--- Input records Enclosed Below ---

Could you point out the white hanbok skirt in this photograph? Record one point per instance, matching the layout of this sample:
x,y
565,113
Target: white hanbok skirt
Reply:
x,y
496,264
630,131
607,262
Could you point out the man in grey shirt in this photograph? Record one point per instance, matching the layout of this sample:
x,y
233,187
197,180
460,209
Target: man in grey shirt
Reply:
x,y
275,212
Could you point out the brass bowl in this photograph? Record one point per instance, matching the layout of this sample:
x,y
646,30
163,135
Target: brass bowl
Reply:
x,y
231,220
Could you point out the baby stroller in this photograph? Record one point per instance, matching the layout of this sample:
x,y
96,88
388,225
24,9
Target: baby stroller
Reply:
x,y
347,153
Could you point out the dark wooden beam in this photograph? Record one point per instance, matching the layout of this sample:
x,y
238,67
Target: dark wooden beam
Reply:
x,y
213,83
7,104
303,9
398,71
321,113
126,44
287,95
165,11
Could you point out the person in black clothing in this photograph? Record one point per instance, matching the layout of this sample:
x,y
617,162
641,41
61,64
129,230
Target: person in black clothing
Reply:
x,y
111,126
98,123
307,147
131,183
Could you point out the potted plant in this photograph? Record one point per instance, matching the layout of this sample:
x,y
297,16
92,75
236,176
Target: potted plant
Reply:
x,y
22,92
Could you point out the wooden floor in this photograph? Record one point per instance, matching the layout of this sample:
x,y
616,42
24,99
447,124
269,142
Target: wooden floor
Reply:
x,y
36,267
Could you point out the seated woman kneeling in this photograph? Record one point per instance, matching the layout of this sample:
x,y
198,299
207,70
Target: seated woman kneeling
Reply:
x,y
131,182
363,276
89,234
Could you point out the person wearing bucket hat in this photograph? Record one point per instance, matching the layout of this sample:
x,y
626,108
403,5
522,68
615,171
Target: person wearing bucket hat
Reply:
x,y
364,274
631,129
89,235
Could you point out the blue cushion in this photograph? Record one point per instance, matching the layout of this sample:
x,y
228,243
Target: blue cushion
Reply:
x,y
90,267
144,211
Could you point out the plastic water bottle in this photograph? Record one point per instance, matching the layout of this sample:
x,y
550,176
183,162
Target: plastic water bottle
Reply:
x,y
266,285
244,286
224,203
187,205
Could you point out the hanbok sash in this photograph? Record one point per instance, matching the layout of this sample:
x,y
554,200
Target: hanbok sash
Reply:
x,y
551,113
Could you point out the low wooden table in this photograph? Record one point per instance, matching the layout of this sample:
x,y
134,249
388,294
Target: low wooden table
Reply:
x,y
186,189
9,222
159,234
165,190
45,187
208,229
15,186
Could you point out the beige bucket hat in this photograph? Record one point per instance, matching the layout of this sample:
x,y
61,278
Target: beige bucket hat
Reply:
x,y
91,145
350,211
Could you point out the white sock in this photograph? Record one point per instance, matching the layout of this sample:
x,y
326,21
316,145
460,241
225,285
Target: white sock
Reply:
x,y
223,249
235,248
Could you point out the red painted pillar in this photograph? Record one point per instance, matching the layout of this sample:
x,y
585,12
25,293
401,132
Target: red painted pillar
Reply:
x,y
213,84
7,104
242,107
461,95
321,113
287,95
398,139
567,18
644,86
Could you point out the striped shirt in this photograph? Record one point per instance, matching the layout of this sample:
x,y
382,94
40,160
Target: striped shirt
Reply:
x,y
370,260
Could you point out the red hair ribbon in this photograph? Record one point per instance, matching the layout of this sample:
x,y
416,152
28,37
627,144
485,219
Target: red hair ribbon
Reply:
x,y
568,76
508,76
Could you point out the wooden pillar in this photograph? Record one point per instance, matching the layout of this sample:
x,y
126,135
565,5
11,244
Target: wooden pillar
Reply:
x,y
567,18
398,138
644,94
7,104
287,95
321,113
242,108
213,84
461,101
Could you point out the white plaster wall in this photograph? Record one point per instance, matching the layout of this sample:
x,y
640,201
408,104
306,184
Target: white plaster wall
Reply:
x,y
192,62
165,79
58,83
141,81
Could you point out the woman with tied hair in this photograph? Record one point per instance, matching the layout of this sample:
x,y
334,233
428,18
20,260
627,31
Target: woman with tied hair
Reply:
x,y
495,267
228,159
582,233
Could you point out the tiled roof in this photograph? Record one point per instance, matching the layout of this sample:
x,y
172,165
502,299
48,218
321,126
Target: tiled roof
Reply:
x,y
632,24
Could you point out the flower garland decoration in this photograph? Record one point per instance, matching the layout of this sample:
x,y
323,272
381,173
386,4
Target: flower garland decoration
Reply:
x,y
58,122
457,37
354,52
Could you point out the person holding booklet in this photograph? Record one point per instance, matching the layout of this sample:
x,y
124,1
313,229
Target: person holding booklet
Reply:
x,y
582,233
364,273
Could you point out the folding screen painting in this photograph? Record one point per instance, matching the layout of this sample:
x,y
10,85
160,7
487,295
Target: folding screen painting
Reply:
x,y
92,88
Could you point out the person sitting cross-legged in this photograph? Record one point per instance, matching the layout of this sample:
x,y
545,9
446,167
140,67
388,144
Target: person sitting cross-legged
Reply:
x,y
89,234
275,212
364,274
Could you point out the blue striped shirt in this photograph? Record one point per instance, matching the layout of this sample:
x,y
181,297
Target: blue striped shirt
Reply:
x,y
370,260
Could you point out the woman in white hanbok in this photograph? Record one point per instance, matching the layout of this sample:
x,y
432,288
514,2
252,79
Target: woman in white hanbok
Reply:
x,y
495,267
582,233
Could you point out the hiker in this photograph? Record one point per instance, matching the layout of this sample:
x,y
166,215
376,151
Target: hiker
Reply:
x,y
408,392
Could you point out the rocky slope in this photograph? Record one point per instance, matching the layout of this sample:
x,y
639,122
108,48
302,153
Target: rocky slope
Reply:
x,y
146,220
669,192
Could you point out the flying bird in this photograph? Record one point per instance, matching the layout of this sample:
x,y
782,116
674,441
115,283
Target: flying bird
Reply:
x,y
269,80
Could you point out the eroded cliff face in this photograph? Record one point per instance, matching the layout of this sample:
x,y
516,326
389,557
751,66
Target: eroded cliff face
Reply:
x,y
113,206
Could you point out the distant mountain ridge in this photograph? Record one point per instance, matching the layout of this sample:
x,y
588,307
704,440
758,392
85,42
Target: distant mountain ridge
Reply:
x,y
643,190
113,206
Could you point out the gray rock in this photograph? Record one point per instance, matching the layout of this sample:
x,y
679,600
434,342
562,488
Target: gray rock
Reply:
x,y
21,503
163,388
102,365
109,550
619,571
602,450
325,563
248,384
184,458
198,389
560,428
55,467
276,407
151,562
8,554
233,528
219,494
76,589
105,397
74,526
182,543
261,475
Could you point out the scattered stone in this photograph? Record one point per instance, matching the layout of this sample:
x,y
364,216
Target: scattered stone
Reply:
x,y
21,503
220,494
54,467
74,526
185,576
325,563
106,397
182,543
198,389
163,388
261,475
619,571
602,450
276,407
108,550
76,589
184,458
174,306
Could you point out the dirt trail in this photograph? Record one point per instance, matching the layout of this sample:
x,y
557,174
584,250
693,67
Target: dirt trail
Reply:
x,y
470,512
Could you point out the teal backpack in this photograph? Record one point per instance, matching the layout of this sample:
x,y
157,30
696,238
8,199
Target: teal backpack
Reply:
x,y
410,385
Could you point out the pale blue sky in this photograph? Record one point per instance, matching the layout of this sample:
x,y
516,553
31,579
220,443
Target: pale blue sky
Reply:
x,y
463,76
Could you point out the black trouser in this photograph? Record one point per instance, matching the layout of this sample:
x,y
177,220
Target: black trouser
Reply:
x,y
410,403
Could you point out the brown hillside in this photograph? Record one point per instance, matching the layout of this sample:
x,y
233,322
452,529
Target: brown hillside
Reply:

--- End of Enclosed Input records ---

Copy every line of the data where "painted" is found.

#### Final answer
Could you point out the red painted pillar in this photograph? Record one point per instance, matching the layout of this sample:
Target: red painted pillar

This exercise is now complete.